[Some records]
# # #

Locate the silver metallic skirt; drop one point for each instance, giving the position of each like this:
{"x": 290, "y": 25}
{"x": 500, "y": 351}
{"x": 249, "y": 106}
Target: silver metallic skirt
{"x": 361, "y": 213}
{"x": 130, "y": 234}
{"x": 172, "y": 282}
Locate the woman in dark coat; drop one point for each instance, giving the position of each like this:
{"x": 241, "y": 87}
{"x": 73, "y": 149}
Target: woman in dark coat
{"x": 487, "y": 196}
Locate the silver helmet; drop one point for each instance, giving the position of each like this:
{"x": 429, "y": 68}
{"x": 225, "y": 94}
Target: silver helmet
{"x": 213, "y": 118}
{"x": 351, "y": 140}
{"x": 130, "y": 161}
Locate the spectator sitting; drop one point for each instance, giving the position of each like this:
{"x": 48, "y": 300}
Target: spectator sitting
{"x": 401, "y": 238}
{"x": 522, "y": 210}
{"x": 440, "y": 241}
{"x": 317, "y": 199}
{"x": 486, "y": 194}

# # #

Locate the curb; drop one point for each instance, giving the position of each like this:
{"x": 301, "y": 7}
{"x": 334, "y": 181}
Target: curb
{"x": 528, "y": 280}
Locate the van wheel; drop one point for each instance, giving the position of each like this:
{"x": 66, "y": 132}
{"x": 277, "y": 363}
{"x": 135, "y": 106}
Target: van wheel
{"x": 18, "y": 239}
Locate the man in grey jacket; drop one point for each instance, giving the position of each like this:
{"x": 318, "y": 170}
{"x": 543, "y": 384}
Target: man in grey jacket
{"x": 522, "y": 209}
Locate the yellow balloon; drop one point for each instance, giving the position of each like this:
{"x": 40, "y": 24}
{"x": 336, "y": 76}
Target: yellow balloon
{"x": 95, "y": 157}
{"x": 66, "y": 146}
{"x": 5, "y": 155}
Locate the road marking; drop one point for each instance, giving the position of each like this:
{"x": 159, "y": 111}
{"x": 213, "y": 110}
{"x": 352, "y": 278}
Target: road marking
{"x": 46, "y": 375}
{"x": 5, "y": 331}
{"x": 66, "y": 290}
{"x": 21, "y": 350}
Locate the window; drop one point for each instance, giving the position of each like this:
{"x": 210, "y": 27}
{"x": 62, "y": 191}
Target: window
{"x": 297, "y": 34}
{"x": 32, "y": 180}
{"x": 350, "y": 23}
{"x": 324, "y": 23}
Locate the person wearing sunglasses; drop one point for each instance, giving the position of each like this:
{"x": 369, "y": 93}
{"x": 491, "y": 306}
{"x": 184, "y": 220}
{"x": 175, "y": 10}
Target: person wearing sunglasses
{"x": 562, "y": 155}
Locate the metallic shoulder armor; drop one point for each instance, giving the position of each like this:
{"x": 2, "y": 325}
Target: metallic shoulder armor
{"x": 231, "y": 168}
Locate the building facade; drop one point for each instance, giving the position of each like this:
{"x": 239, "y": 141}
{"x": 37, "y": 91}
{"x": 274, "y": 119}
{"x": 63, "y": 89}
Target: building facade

# # #

» **Task instructions**
Reproduce everything from the line containing "Locate the metallic" down to the line containing "Target: building facade", changing "shoulder armor" to "shoulder guard" and leaving every other character untouched.

» **Output below**
Locate the metallic shoulder guard; drop one point for each instance, giving the position of each like this:
{"x": 2, "y": 325}
Target: metallic shoulder guard
{"x": 231, "y": 168}
Locate the building facade; drop one point for each instance, giving the position of each like this:
{"x": 239, "y": 141}
{"x": 37, "y": 91}
{"x": 274, "y": 119}
{"x": 63, "y": 89}
Target: building facade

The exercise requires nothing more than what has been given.